**Aim of the exercise**
Copy the records between the lines holding "Locate white cloud" and "78, 235, 627, 426", inclusive, putting "One box on each line" wherever "One box per line" appears and changing nothing else.

**Extracted information**

○ ○ ○

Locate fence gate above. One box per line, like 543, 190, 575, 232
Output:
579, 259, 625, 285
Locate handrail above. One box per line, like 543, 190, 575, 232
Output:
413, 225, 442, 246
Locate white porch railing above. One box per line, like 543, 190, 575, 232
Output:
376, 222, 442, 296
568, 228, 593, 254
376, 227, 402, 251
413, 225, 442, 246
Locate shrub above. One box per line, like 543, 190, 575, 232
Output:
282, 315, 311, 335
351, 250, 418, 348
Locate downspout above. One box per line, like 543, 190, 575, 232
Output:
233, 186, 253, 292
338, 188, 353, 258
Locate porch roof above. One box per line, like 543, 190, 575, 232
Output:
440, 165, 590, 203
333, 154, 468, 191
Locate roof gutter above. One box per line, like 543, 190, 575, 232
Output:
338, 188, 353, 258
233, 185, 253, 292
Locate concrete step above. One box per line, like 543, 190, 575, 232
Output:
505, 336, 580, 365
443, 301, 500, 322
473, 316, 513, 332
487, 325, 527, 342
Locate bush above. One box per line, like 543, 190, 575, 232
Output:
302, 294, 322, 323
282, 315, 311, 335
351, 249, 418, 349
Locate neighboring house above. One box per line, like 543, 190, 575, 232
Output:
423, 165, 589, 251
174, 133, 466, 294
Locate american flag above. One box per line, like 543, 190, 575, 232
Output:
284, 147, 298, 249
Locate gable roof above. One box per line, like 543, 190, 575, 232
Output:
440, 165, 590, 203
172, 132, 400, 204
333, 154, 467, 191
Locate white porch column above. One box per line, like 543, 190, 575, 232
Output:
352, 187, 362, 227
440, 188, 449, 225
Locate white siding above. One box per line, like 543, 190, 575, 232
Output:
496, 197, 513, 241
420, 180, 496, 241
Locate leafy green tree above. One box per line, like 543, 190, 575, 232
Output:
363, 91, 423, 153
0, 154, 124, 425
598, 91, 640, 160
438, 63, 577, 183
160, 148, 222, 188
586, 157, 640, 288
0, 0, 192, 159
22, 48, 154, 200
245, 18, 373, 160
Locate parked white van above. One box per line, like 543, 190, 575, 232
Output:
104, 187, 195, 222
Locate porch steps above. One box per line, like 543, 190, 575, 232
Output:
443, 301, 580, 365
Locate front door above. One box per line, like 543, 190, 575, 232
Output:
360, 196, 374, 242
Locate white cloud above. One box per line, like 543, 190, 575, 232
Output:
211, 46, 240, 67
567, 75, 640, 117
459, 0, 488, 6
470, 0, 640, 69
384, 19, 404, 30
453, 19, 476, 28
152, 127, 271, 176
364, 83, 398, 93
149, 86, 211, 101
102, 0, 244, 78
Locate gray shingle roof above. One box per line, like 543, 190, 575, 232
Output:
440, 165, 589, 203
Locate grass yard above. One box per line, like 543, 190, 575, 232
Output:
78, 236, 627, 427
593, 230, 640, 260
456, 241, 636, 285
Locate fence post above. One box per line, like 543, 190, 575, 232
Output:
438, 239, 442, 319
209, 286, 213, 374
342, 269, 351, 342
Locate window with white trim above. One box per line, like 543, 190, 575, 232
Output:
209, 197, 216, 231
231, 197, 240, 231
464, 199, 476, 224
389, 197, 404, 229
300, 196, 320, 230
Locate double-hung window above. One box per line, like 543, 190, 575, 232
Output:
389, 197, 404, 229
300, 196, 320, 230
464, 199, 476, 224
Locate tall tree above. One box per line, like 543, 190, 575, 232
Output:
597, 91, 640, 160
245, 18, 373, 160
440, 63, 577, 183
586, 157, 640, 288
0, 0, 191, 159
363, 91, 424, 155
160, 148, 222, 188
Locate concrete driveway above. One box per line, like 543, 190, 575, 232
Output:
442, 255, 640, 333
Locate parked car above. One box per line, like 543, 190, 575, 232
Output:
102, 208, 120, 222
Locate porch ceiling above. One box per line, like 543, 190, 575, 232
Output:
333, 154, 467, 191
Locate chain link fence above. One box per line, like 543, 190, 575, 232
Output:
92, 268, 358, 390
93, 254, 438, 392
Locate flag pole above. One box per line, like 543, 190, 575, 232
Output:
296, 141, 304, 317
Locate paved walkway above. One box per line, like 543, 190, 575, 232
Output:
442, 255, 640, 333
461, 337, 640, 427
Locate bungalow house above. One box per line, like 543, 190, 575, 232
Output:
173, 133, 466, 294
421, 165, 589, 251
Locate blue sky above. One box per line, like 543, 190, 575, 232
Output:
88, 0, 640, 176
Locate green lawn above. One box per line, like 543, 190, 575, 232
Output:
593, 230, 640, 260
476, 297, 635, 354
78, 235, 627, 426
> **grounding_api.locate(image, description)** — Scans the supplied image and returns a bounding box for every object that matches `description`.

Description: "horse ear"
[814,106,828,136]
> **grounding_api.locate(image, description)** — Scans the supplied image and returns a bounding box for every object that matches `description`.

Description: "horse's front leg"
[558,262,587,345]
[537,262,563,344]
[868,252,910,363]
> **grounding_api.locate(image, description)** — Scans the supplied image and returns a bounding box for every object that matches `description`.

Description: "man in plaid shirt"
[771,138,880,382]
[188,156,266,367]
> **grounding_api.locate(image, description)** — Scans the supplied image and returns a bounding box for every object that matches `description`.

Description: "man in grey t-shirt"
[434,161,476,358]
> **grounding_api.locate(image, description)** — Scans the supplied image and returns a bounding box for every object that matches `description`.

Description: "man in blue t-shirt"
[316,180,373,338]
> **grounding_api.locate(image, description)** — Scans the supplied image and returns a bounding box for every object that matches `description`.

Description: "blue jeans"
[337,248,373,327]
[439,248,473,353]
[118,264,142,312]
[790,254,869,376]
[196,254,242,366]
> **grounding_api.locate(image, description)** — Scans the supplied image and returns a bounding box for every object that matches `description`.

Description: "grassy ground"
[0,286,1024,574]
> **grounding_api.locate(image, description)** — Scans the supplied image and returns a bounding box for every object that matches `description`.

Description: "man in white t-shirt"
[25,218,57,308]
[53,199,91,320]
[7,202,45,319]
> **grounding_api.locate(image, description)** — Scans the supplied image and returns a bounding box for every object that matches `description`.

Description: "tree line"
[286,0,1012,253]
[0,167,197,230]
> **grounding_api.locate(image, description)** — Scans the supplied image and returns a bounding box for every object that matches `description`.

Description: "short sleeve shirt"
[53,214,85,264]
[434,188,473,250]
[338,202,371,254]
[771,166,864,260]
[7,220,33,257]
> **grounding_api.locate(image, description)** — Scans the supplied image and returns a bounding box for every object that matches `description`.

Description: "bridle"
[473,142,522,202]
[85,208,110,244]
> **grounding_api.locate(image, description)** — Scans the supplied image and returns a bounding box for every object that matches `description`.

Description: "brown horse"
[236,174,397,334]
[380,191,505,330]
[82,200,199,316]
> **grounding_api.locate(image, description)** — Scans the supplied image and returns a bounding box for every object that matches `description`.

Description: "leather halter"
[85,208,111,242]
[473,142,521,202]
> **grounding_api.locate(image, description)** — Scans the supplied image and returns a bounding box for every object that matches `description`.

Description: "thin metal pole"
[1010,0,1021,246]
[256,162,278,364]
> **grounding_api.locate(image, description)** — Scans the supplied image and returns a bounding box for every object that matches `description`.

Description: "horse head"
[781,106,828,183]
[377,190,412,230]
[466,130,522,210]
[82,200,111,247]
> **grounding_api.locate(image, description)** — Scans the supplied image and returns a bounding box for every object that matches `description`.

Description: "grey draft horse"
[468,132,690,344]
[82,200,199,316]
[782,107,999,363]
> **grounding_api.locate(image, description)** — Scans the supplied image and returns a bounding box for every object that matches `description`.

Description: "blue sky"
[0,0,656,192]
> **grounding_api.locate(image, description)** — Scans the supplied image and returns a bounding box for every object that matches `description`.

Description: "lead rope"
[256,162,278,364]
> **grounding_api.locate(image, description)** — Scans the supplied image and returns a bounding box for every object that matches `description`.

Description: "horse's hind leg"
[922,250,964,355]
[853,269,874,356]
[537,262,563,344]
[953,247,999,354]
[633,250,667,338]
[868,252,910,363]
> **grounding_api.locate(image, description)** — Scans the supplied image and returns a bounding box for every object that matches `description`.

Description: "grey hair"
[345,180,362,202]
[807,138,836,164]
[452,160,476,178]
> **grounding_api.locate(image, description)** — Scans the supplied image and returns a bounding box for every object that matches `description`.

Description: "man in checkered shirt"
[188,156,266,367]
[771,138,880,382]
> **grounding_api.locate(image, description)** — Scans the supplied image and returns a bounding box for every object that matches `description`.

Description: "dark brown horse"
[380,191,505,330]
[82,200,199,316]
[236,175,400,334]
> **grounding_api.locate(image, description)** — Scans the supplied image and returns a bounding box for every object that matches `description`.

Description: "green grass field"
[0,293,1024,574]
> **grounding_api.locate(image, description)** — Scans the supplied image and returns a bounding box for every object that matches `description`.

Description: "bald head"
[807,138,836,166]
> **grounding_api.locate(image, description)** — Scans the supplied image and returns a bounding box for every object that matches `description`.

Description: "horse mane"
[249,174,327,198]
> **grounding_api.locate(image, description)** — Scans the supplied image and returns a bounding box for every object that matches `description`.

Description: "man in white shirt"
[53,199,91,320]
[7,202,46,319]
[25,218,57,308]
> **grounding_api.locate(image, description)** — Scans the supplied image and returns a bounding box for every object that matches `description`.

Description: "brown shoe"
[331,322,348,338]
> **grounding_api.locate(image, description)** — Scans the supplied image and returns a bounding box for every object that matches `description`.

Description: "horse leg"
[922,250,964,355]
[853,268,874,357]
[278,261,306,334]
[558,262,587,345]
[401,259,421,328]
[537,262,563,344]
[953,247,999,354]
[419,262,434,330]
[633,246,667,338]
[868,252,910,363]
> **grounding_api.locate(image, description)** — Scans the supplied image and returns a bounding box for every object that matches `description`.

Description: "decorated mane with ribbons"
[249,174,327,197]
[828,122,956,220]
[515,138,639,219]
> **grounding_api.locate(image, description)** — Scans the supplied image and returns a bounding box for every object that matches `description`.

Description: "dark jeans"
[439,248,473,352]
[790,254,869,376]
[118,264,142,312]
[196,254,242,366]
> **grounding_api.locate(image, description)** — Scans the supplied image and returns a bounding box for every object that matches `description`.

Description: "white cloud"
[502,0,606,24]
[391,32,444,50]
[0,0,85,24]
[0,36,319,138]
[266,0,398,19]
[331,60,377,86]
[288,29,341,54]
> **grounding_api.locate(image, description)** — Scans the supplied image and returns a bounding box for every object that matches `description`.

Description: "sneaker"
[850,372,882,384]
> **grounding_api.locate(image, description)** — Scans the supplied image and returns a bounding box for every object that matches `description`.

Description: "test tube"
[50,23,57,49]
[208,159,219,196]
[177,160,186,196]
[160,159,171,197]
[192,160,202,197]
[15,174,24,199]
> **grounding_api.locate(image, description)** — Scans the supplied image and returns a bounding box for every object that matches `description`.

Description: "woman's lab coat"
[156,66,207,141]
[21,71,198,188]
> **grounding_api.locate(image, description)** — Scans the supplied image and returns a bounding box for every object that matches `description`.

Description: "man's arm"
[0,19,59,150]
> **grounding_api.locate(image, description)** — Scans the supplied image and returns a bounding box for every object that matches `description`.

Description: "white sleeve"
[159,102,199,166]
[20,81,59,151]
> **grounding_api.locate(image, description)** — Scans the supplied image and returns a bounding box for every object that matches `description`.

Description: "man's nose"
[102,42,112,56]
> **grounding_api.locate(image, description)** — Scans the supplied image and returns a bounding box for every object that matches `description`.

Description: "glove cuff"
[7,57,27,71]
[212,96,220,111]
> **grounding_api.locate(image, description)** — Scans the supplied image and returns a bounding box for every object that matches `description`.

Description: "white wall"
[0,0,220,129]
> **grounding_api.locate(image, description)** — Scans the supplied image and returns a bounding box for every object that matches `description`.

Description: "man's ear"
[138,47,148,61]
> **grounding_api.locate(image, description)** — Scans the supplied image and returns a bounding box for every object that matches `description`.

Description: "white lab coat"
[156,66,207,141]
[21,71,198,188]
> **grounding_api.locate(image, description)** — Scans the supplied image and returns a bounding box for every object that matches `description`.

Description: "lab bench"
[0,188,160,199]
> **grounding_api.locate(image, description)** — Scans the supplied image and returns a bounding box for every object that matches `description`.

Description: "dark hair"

○ ○ ○

**Correct result**
Locate white cloud above. One box on each line, like 543, 190, 575, 232
Output:
211, 46, 240, 67
567, 75, 640, 117
459, 0, 488, 6
470, 0, 640, 69
384, 19, 404, 30
453, 19, 476, 28
152, 127, 271, 176
364, 83, 398, 93
149, 86, 211, 101
102, 0, 244, 78
Locate gray shingle roof above. One box on each line, like 543, 190, 575, 232
Output:
440, 165, 589, 203
Locate grass yard above. One box on each line, like 543, 190, 575, 232
Output:
78, 236, 627, 427
593, 230, 640, 260
456, 241, 636, 285
Locate fence post above. One box on each line, like 543, 190, 575, 232
Output:
438, 239, 442, 319
209, 286, 213, 374
342, 269, 351, 342
Locate window with white trim above. One box on each line, like 543, 190, 575, 232
Output:
209, 197, 216, 231
231, 197, 240, 231
464, 199, 476, 224
389, 197, 404, 229
300, 196, 320, 230
Locate double-hung window above. One box on each line, like 543, 190, 575, 232
Output:
389, 197, 404, 229
300, 196, 320, 230
464, 199, 476, 224
Locate tall tree above. One box on each line, like 543, 190, 575, 232
Output:
597, 91, 640, 160
245, 18, 373, 160
440, 63, 577, 183
586, 157, 640, 288
0, 0, 191, 159
363, 91, 424, 155
160, 148, 222, 188
Locate concrete driveway above. One box on each line, like 543, 190, 575, 232
Output:
442, 255, 640, 333
Locate parked car above. One box on each line, like 543, 190, 575, 232
Output:
102, 208, 120, 222
Locate porch ceiling above. One box on each line, like 543, 190, 575, 232
Output:
333, 154, 467, 191
Locate chain link fence above. One box on each line, like 543, 190, 575, 232
Output:
92, 268, 358, 390
93, 254, 438, 392
Locate flag pole above. One box on each line, like 543, 190, 575, 232
Output:
296, 141, 304, 317
Locate paved walkway above. One box on each line, like 543, 190, 575, 232
Output:
442, 255, 640, 333
461, 337, 640, 427
Locate bungalow house above. One box on each line, like 543, 190, 575, 232
Output:
173, 133, 466, 294
421, 165, 589, 251
Locate blue sky above. One box on each line, like 543, 190, 575, 232
Output:
88, 0, 640, 176
Locate green lawn above. One box on each line, like 543, 190, 575, 232
Output:
593, 230, 640, 260
476, 297, 635, 354
78, 235, 627, 426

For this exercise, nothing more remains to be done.